→ 引用原文
________

分房间（最大流）

题目描述
给定\(n\)个人和\(m\)个房间，每个房间最多只能住一个人。

再给定\(g[i][j]\)表示第\(i\)个人是否愿意住在第\(j\)个房间。

问最多能住下多少人。
输入
第一行包含一个正整数\(T(1\leq T\leq 10)\)，表示测试数据的组数。

每组数据第一行包含两个正整数\(n,m(1\leq n,m\leq 50)\)。

接下来\(n\)行，每行一个长度为\(m\)的01串，如果第\(i\)行第\(j\)个字符为'1'，说明第\(i\)个人愿意住在第\(j\)个房间，否则说明不愿意。
输出
对于每组数据输出一行一个整数，即最多能住下的人数。

简单的最大流使用ISAP板子

#include<bits/stdc++.h>
using namespace std;
typedef vector<string> VS;
const int N = 110,INF = 1e9;
struct Edge {
  int from, to, cap, flow;
  Edge(int u, int v, int c, int f) : from(u), to(v), cap(c), flow(f) {}
};

bool operator < (const Edge& a, const Edge& b) {
  return a.from < b.from || (a.from == b.from && a.to < b.to);
}

struct ISAP {
  int n, m, s, t;
  vector<Edge> edges;
  vector<int> G[N];
  bool vis[N];
  int d[N],cur[N],p[N],num[N];

  void AddEdge(int from, int to, int cap) {
    edges.push_back(Edge(from, to, cap, 0));
    edges.push_back(Edge(to, from, 0, 0));
    m = edges.size();
    G[from].push_back(m - 2);
    G[to].push_back(m - 1);
  }

  bool BFS() {
    memset(vis, 0, sizeof(vis));
    queue<int> Q;
    Q.push(t);
    vis[t] = 1;
    d[t] = 0;
    while (!Q.empty()) {
      int x = Q.front();
      Q.pop();
      for (int i = 0; i < G[x].size(); i++) {
        Edge& e = edges[G[x][i] ^ 1];
        if (!vis[e.from] && e.cap > e.flow) {
          vis[e.from] = 1;
          d[e.from] = d[x] + 1;
          Q.push(e.from);
        }
      }
    }
    return vis[s];
  }

  void init(int n) {
    this->n = n;
    for (int i = 0; i < n; i++) G[i].clear();
    edges.clear();
  }

  int Augment() {
    int x = t, a = INF;
    while (x != s) {
      Edge& e = edges[p[x]];
      a = min(a, e.cap - e.flow);
      x = edges[p[x]].from;
    }
    x = t;
    while (x != s) {
      edges[p[x]].flow += a;
      edges[p[x] ^ 1].flow -= a;
      x = edges[p[x]].from;
    }
    return a;
  }

  int Maxflow(int s, int t) {
    this->s = s;
    this->t = t;
    int flow = 0;
    BFS();
    memset(num, 0, sizeof(num));
    for (int i = 0; i < n; i++) num[d[i]]++;
    int x = s;
    memset(cur, 0, sizeof(cur));
    while (d[s] < n) {
      if (x == t) {
        flow += Augment();
        x = s;
      }
      int ok = 0;
      for (int i = cur[x]; i < G[x].size(); i++) {
        Edge& e = edges[G[x][i]];
        if (e.cap > e.flow && d[x] == d[e.to] + 1) {
          ok = 1;
          p[e.to] = G[x][i];
          cur[x] = i;
          x = e.to;
          break;
        }
      }
      if (!ok) {
        int m = n - 1;
        for (int i = 0; i < G[x].size(); i++) {
          Edge& e = edges[G[x][i]];
          if (e.cap > e.flow) m = min(m, d[e.to]);
        }
        if (--num[d[x]] == 0) break;
        num[d[x] = m + 1]++;
        cur[x] = 0;
        if (x != s) x = edges[p[x]].from;
      }
    }
    return flow;
  }
};
ISAP FG;
void solve()

________

→ 任务说明
请从上面这篇分房间最大流题解停下的地方接着写下去。

(位置标注条目)
________

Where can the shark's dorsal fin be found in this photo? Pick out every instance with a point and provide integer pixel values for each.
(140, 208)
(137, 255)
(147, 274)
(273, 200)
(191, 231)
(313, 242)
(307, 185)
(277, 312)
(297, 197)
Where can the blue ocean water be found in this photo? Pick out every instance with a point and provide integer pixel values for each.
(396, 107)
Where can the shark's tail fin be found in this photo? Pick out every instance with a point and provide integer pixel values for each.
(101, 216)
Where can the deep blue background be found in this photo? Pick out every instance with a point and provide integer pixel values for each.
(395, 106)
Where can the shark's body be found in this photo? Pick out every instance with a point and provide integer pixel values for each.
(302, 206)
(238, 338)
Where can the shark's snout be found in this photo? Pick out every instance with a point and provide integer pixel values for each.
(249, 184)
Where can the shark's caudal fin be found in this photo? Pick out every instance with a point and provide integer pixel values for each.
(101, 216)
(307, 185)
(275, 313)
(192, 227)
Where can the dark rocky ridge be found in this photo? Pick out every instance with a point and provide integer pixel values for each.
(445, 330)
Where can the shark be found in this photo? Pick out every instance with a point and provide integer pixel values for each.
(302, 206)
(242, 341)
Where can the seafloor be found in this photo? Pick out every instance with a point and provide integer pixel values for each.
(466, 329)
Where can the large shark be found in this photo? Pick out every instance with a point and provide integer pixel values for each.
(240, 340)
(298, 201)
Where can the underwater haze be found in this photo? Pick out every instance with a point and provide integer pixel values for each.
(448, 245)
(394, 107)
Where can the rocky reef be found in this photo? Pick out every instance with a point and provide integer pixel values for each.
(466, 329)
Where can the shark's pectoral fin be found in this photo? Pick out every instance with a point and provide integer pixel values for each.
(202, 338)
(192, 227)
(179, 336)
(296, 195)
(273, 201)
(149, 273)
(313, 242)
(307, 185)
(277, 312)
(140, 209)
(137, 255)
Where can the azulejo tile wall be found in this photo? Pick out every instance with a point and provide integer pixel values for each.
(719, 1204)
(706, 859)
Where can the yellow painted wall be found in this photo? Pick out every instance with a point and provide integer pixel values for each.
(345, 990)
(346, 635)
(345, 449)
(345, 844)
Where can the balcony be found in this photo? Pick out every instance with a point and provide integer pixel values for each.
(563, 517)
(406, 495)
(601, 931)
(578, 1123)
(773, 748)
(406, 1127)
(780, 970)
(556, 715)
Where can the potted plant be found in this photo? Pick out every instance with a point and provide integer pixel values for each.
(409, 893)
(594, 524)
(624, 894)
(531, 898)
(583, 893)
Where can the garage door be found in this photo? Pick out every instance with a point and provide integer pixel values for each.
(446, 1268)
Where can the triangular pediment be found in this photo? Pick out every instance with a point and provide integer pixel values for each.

________

→ 作答内容
{
	int n,m;
	cin>>n>>m;
	VS g(n);
	for(int i=0;i<n;++i) cin>>g[i];
	int s = 0,t = n+m+1;
	//注意初始化
	FG.init(n+m+2);
	//从源点向所有的人连一条权值为1的边表示该人有房间或无房间
	for(int i=1;i<=n;++i) FG.AddEdge(s,i,1);
	//若人和房间匹配则加一条权值为1的边
	for(int i=0;i<n;++i) 
	 for(int j=0;j<m;++j)
	 if(g[i][j]=='1') FG.AddEdge(i+1,j+1+n,1);
	//从房间向汇点连一条权值为一的边表示该房间有人住
	for(int i=1;i<=m;++i) FG.AddEdge(n+i,t,1);
	//一条S->T的路径表示一个人选择了一个房间
	cout<<FG.Maxflow(s,t)<<'\n';
}
int main()
{
	int T;
	cin>>T;
	while(T--)
	{
		solve();
	}
}

使用hopcroft复杂度\(\sqrt{n}m\)

#include<bits/stdc++.h>
using namespace std;
typedef vector<string> VS;
const int N = 110;
const int INF = 1e9;
struct Hopcroft_Carp {
    int nx, ny, e, mx[N], my[N], dx[N], dy[N], dis;
    bool used[N];
    std::vector<int> G[N];
 
    void init(int nx,int ny)
    {
        this->nx = nx;
        this->ny = ny;
        for(int i = 1; i<=nx; ++i) G[i].clear();
        memset(mx,0,sizeof mx);
        memset(my,0,sizeof my);
    }
    void AddEdge(int u,int v)
    {
        G[u].push_back(v);
    }
    bool BFS() {
        std::queue<int> Q;
        dis = INF;
        memset(dx, -1, sizeof dx);
        memset(dy, -1, sizeof dy);
        for (int i = 1; i <= nx; ++ i) {
             if (mx[i] == 0) Q.push(i), dx[i] = 0;
        }
        while (!Q.empty()) 
        {
            int  u = Q.front(); Q.pop();
            if (dx[u] > dis) break;
            int size = G[u].size();
            for (int i = 0; i < size; ++ i) 
            {
                int v = G[u][i];
                if (dy[v] == -1) 
                {
                    dy[v] = dx[u] + 1;
                    if (my[v] == 0)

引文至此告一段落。